Extract Block Start

The 11th match has the lecherous Lihito fighting against “The Devil Lance” Gensai Kuroki, a Kaiwan style assassin who is dismissive of Lihito’s abilities due to the old man’s martial arts expertise. But Gensai reassesses his judgment when Lihito’s razor’s edge technique begins to draw blood.
The 12th match introduces “The Watchman” Ren Nikaido, the Chinese fighter who was seen earlier in the story manipulating Murder Music into forfeiting. He’s the leader of a mysterious group called the Wolves of Heaven and his followers are implementing a plan behind the scenes.
Ren is matched up against Ohma’s “rival”, The Beautiful Beast Setsuna Kiryu. At first, it appears that Ren has the upper hand due to a special technique, but then he awakens the asura in Setsuna and quickly realizes his arrogance was underestimating his opponent.
Match 13 has Nogi Group’s “The Floating Cloud” Sen Hatsumi (the laidback guy who manhandled Ohma) taking on “The Faceless Man” Takayuki Chiba. His entrance is quite memorably since he transformed from an “old man” into a muscular hunk. Chiba’s chimeric ability to mimic others extends to fighting styles, which pretty much makes him the Taskmaster of Kengan Ashura. But Chiba is hiding limitations of his ability in order to bluff his opponent into uncertainty.

Extract Block End
Provided information Block Start

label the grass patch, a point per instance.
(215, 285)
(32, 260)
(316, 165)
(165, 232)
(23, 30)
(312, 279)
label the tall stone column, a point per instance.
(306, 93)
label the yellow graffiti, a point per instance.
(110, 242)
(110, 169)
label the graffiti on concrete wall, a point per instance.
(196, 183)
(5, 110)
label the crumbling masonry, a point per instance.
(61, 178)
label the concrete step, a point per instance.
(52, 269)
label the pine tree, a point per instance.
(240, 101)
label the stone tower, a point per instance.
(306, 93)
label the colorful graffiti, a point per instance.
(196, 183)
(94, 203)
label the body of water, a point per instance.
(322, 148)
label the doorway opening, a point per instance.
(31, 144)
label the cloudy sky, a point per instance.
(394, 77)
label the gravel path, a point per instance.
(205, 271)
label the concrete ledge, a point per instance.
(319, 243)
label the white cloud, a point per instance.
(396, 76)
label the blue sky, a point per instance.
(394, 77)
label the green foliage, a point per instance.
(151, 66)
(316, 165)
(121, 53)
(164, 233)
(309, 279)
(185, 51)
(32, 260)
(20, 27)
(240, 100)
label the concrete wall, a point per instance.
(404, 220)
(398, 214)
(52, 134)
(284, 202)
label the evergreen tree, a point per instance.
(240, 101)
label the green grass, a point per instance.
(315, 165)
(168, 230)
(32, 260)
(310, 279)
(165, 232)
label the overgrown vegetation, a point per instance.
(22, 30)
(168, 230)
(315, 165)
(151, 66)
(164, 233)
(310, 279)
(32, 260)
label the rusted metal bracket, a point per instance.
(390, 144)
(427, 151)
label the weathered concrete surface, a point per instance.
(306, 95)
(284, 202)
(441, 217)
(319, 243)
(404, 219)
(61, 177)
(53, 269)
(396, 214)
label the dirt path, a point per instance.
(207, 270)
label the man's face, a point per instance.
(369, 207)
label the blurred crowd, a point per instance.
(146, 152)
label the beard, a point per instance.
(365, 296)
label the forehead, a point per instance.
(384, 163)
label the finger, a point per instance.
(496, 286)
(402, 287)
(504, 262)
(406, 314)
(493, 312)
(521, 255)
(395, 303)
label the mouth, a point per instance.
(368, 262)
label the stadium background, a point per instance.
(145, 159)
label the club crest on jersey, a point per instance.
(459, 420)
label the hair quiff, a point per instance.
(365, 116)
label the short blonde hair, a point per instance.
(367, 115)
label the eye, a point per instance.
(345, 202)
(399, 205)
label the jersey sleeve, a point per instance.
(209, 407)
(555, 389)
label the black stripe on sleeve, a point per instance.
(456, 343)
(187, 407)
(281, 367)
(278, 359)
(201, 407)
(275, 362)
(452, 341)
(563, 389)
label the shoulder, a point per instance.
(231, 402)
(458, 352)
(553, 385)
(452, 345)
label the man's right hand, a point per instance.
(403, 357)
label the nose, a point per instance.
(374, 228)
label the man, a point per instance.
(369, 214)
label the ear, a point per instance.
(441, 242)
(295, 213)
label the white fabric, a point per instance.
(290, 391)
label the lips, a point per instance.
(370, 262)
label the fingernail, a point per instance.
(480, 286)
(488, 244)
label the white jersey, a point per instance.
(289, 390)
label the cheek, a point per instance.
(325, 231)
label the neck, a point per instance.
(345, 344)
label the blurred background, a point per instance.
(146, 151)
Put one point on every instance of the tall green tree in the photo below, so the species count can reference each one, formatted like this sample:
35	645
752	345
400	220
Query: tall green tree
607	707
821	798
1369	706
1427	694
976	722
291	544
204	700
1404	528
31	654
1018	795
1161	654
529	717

Provided information Block End
Provided information Block Start

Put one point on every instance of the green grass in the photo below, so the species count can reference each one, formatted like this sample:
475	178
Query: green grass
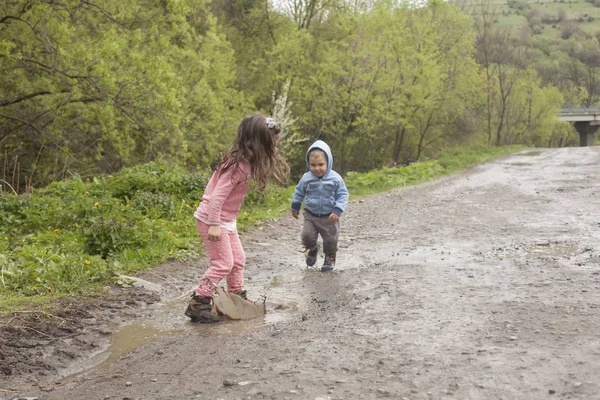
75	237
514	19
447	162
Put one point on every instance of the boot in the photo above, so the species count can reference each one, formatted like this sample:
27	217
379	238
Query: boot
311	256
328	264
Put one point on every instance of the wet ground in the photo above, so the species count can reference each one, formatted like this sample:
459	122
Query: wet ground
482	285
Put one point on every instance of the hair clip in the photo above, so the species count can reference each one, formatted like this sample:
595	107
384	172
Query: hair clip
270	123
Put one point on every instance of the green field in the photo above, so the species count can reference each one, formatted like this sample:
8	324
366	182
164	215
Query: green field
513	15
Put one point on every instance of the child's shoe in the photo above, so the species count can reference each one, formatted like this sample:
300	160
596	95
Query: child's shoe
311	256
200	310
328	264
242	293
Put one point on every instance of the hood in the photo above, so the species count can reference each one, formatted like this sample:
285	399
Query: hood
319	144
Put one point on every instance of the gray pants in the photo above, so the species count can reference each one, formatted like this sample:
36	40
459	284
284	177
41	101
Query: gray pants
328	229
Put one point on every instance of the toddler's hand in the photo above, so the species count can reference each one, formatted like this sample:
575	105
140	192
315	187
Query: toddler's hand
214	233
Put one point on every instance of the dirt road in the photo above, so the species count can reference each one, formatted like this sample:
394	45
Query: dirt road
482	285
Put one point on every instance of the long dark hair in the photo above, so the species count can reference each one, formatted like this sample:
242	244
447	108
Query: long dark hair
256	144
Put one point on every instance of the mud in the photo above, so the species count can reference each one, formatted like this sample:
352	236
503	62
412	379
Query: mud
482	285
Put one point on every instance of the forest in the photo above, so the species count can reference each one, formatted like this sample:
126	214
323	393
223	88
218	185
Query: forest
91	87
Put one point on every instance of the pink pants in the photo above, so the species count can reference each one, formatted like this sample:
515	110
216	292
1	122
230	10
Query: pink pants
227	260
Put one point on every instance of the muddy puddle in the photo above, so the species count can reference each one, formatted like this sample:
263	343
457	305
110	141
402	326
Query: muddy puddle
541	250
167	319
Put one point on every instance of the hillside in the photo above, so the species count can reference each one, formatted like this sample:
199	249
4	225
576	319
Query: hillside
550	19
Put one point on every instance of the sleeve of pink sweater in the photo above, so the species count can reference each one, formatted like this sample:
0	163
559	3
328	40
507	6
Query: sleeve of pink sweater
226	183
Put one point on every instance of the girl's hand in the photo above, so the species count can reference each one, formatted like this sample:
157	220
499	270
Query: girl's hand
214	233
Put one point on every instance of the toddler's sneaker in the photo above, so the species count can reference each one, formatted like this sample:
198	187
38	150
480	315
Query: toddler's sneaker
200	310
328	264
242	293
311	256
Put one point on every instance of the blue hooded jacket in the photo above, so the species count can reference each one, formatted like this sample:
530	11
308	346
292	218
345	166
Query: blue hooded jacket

Provided information Block End

Task item A: Repeat the part of the Kengan Ashura match summary that begins with the words containing "Match 13 has" and ends with "opponent into uncertainty.".
Task item B: Write the next part of the Kengan Ashura match summary, picking up after its final sentence.

Task output A:
Match 13 has Nogi Group’s “The Floating Cloud” Sen Hatsumi (the laidback guy who manhandled Ohma) taking on “The Faceless Man” Takayuki Chiba. His entrance is quite memorably since he transformed from an “old man” into a muscular hunk. Chiba’s chimeric ability to mimic others extends to fighting styles, which pretty much makes him the Taskmaster of Kengan Ashura. But Chiba is hiding limitations of his ability in order to bluff his opponent into uncertainty.

Task output B:
Match 14 finally has the good doctor Hajime Hanafusa stepping into the ring, but it turns out he’s a Japanese government agent. In the past, he’s disposed of domestic terrorist groups and other enemies of the state in secret. Speaking of secrets, the doctor has modified his own body in many surprising ways that’ll show up during the fight… and even after.
Now, the doctor of death is here at the Kengan Tournament because the government wants to eliminate death row inmate Yohei Bando, a serial killer who has somehow survived 45 attempted executions. Hanging is the only legal form of the death penalty in Japan and Bando just won’t die from hanging. Authorities fear that if Bando’s survival somehow becomes known then he’ll become a symbol of anti-government sentiment.
“The Thai God of War” Gaolang Wongsawat is finally introduced in Match 15. The world boxing champion is technically on loan from the ruler of Thailand. His opponent is “The Giant Killer” Suekichi Kaneda, the mysterious Shogi game player who took another fighter’s spot by defeating him aboard the cruise ship the S.S. Kengan.
Kaneda is the youngest of his family and he was born with a frail constitution so he required multiple surgeries and almost died several times. This upbringing embedded in him a thirst for gaining strength. In high school, he learned to excel in diverse sports, including baseball, soccer, and boxing, but at the same time, he was athletically weak, losing arm wrestling matches to girls. Over time, he learned how to predict his opponents’ actions using foresight and he combined this ability with the Kujin style martial arts. In a nutshell, he’s the epitome of the weakest trying to be the strongest by any means possible.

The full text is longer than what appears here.